▸ **Detection items**
☆ ☆ ☆

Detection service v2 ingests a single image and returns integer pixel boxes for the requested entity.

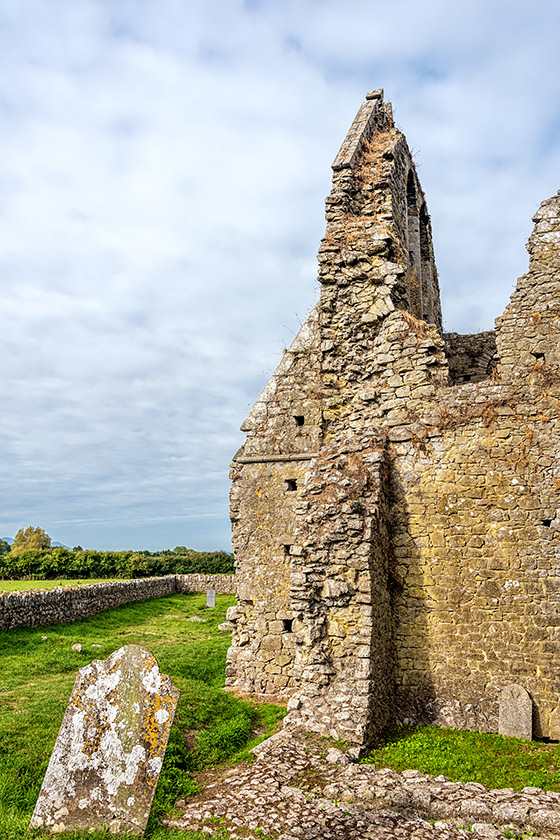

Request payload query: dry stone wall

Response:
[227,91,560,744]
[0,574,235,630]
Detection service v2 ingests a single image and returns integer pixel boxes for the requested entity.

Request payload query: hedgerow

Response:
[0,547,234,580]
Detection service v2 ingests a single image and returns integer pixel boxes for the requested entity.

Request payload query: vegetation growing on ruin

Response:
[0,546,233,580]
[0,595,285,840]
[362,726,560,790]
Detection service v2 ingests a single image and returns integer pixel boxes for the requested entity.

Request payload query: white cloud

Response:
[0,0,560,548]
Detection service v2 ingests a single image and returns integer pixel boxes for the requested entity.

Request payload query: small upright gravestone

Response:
[498,685,533,741]
[30,645,179,834]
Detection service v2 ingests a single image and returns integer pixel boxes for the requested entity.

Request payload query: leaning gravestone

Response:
[30,645,179,834]
[498,685,533,741]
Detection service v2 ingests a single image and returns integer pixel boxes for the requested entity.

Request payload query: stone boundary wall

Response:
[0,574,235,631]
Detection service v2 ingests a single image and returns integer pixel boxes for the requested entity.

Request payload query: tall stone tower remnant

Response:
[227,90,560,746]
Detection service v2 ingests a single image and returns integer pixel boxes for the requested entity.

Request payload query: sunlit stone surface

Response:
[30,645,179,834]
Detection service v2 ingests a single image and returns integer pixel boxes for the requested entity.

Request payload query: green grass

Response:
[0,594,285,840]
[362,726,560,790]
[0,578,116,592]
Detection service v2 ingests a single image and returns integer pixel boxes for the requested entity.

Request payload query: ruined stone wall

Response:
[0,574,235,631]
[228,91,560,744]
[226,310,322,696]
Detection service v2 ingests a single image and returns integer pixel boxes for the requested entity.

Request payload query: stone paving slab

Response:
[165,730,560,840]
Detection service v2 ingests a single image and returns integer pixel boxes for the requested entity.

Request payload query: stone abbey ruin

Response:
[227,91,560,746]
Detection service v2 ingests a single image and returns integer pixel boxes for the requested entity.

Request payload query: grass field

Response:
[4,594,560,840]
[0,578,119,592]
[363,726,560,791]
[0,595,285,840]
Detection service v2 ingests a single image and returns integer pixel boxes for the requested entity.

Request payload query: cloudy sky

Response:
[0,0,560,549]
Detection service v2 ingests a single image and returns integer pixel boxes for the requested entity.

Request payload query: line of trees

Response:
[0,526,234,580]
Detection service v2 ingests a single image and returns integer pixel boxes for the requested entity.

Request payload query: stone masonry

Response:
[227,91,560,746]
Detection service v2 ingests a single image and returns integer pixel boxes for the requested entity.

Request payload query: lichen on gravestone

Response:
[30,645,179,835]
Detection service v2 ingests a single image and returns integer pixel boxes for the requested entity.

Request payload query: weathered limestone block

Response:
[498,685,533,741]
[30,645,179,835]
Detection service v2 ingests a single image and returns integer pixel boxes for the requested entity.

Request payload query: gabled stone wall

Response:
[227,91,560,744]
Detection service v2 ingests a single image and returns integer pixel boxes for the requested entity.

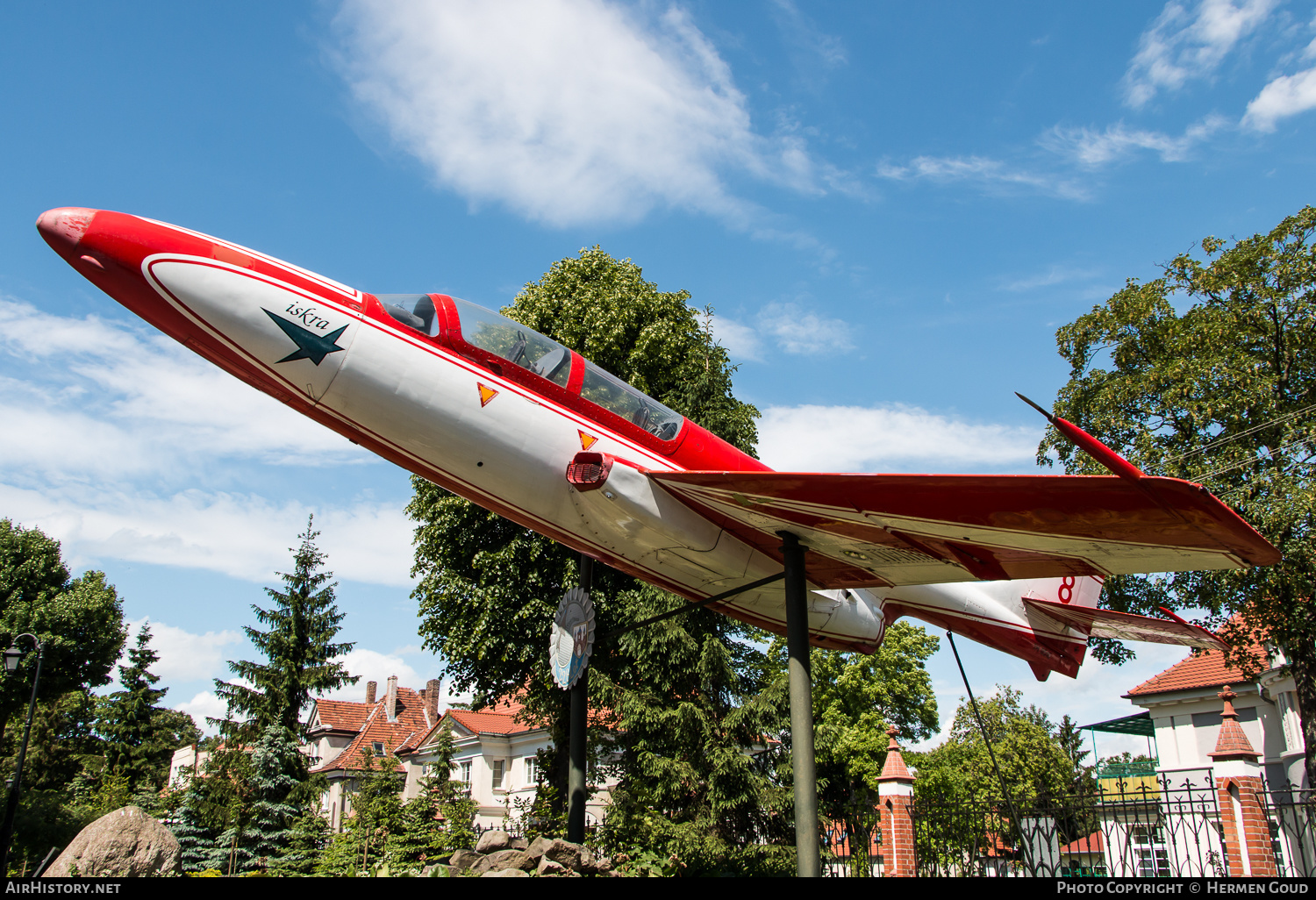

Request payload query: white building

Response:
[403,700,613,828]
[1124,632,1312,789]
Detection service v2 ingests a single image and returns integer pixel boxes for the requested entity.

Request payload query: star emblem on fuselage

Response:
[261,307,347,366]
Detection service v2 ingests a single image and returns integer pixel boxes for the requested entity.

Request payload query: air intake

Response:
[568,453,612,491]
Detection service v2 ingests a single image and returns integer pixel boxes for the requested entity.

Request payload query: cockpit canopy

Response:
[375,294,684,441]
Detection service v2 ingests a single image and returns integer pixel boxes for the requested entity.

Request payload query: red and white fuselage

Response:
[39,208,1255,676]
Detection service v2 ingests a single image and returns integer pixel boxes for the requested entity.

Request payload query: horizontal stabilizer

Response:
[647,471,1279,589]
[1023,597,1229,650]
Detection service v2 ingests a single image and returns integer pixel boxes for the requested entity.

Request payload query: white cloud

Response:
[0,299,374,482]
[1000,266,1098,291]
[329,0,819,226]
[0,484,413,587]
[758,303,855,355]
[174,691,228,734]
[711,303,855,362]
[710,316,763,362]
[758,405,1041,473]
[116,618,247,689]
[876,157,1089,200]
[318,647,426,702]
[1242,67,1316,132]
[1039,116,1227,168]
[1124,0,1276,110]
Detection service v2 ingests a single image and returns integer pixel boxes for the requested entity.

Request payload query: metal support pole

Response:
[0,634,45,878]
[568,554,594,844]
[778,532,823,878]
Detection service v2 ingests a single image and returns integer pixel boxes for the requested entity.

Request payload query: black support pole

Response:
[778,532,823,878]
[568,554,594,844]
[0,634,46,878]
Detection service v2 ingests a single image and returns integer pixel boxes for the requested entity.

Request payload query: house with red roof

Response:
[1124,632,1311,789]
[304,675,440,832]
[304,676,612,832]
[403,697,615,828]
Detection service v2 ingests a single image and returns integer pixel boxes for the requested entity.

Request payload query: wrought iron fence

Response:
[1262,786,1316,878]
[821,823,884,878]
[913,768,1227,878]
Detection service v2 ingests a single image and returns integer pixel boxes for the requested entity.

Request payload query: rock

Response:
[526,834,553,860]
[42,807,181,878]
[476,832,512,853]
[471,850,534,875]
[534,857,568,878]
[544,841,584,873]
[447,850,484,873]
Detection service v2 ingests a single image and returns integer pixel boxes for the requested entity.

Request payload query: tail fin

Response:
[886,575,1102,682]
[981,575,1105,682]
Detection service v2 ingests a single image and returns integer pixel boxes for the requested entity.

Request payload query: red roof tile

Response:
[306,700,373,732]
[1207,684,1261,762]
[1061,832,1105,853]
[1124,629,1266,697]
[311,687,434,773]
[444,705,539,734]
[878,725,913,783]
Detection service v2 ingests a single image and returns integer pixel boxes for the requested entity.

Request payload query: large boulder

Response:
[447,850,484,871]
[471,850,534,875]
[476,832,512,853]
[526,834,553,860]
[544,841,589,873]
[42,807,181,878]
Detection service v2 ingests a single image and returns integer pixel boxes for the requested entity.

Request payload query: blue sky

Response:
[0,0,1316,754]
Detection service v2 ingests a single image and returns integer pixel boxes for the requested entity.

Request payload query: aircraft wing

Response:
[647,471,1281,589]
[1023,597,1229,650]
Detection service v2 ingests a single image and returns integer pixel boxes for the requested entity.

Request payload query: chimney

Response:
[426,678,441,725]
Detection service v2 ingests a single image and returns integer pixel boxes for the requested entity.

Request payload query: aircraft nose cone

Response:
[37,207,97,255]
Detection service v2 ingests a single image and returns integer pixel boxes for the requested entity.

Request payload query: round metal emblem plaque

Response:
[549,589,594,689]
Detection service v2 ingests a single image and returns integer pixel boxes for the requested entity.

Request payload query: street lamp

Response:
[0,634,45,878]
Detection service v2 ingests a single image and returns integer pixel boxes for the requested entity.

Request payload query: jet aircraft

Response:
[37,208,1279,679]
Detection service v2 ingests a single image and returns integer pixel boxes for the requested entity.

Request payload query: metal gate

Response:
[913,768,1227,878]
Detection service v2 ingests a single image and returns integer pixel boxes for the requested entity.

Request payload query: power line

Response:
[1165,403,1316,465]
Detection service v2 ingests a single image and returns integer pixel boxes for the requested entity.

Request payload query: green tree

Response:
[591,586,790,875]
[384,729,478,873]
[408,247,758,821]
[1039,207,1316,783]
[97,624,190,789]
[244,725,307,870]
[215,518,360,741]
[910,684,1074,803]
[805,623,939,876]
[316,752,404,875]
[0,518,125,739]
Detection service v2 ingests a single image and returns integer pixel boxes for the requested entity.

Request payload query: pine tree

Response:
[215,518,358,742]
[99,624,168,786]
[244,725,305,868]
[170,779,218,873]
[270,804,332,875]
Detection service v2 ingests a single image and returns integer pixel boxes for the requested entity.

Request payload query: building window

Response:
[1131,825,1171,878]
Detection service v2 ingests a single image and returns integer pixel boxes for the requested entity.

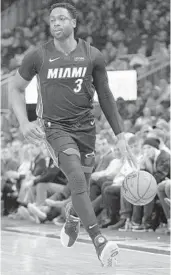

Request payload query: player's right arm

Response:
[9,51,44,143]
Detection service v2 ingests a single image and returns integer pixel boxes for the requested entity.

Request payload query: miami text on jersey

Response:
[47,67,87,79]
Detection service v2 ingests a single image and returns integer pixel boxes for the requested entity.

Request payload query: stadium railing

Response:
[1,0,49,30]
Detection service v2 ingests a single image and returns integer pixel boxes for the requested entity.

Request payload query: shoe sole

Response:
[99,241,119,267]
[60,222,80,248]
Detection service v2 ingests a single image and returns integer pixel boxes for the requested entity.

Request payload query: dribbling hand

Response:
[20,121,45,145]
[117,137,137,169]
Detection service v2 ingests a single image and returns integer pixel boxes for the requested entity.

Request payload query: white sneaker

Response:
[94,235,119,267]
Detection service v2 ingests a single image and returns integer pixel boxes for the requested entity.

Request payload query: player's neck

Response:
[54,36,77,55]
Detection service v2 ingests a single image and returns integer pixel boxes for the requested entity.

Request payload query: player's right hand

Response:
[20,121,45,145]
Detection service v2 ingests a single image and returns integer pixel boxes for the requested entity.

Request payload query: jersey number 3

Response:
[74,78,83,93]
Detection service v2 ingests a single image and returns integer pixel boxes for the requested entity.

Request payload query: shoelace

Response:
[66,217,79,232]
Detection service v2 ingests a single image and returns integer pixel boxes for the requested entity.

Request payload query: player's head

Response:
[50,3,77,40]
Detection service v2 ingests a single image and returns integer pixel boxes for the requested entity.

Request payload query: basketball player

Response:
[10,3,136,266]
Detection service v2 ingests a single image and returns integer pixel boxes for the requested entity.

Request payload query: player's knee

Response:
[68,171,88,195]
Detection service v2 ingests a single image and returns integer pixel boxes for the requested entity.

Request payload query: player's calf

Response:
[94,235,119,267]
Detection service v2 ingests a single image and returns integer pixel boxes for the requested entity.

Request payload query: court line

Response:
[1,230,170,257]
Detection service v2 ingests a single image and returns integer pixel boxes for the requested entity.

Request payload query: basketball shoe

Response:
[60,203,80,247]
[94,235,119,267]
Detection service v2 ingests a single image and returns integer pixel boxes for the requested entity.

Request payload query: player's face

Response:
[50,8,76,40]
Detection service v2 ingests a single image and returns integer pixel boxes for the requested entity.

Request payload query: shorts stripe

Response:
[45,140,59,168]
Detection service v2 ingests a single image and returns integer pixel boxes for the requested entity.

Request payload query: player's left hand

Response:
[117,133,137,169]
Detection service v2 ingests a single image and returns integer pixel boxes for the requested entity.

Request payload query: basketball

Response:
[121,171,157,205]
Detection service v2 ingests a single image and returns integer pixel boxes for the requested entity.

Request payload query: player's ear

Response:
[72,19,77,29]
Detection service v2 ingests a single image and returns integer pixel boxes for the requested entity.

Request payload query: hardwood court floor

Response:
[1,231,170,275]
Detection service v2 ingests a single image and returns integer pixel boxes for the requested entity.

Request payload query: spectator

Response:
[134,138,170,232]
[157,179,171,233]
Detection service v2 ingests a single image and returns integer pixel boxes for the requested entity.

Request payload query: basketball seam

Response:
[124,173,156,204]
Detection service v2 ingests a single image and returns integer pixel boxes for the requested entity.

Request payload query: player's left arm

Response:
[92,52,124,136]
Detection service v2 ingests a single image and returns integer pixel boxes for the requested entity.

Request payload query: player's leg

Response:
[59,152,118,266]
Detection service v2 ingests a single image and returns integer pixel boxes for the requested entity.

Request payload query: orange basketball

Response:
[121,171,157,205]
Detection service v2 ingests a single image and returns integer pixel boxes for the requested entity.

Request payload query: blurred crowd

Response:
[1,0,171,236]
[1,0,170,74]
[1,87,171,233]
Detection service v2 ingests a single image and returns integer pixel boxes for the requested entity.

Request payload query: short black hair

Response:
[50,2,77,19]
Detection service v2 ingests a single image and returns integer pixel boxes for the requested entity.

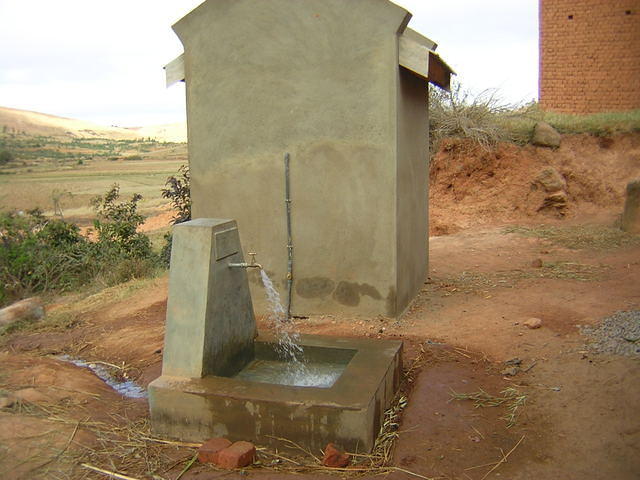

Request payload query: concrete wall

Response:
[174,0,427,316]
[396,69,429,313]
[540,0,640,114]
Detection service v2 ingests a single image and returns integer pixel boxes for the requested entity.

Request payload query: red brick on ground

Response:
[216,441,256,470]
[198,437,231,463]
[322,443,351,468]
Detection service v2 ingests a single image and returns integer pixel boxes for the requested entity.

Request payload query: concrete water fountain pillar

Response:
[148,218,402,452]
[162,218,257,378]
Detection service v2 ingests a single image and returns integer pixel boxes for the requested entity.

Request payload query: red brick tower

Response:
[539,0,640,114]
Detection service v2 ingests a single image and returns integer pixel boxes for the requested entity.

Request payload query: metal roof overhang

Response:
[164,28,455,91]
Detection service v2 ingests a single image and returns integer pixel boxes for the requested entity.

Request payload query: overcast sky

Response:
[0,0,538,126]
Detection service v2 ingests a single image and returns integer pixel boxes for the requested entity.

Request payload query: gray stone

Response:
[531,122,561,148]
[523,317,542,329]
[0,297,45,327]
[621,180,640,234]
[535,167,567,193]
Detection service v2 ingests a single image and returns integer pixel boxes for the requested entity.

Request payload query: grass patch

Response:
[543,109,640,136]
[433,261,609,297]
[503,225,640,250]
[451,387,527,428]
[429,83,640,152]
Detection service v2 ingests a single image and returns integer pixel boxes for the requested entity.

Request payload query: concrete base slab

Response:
[149,335,402,452]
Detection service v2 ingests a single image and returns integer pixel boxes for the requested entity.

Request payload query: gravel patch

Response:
[580,310,640,358]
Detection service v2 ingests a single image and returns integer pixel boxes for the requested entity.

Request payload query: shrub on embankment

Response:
[429,83,640,154]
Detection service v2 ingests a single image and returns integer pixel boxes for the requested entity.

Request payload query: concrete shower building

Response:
[539,0,640,114]
[166,0,451,316]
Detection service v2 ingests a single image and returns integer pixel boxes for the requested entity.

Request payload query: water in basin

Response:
[234,358,346,388]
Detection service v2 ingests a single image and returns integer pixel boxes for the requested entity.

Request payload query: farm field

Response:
[0,134,187,225]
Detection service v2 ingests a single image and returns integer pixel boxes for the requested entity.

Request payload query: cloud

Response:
[0,0,538,125]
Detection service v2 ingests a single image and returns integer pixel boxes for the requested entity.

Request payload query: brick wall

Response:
[539,0,640,114]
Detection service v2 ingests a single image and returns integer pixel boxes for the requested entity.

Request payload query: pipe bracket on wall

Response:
[284,153,293,321]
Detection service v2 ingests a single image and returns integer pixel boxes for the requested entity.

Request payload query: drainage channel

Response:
[55,355,147,398]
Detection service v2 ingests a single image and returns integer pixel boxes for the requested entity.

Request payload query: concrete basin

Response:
[149,335,402,452]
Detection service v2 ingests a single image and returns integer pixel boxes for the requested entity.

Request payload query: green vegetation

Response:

☆ ☆ ☆

▸ **EXERCISE**
Give the lines from the start of the items up to and including the line with "[0,574,235,630]" as a numbered list, leaving out blank lines. Omit the pictures from your answer.

▸ **SOLUTION TO THE EXERCISE**
1. Detection service v2 ingests a single image and returns integer pixel boxes for the requested entity.
2. Request payload query: dry stone wall
3. Response:
4. [227,91,560,744]
5. [0,574,235,630]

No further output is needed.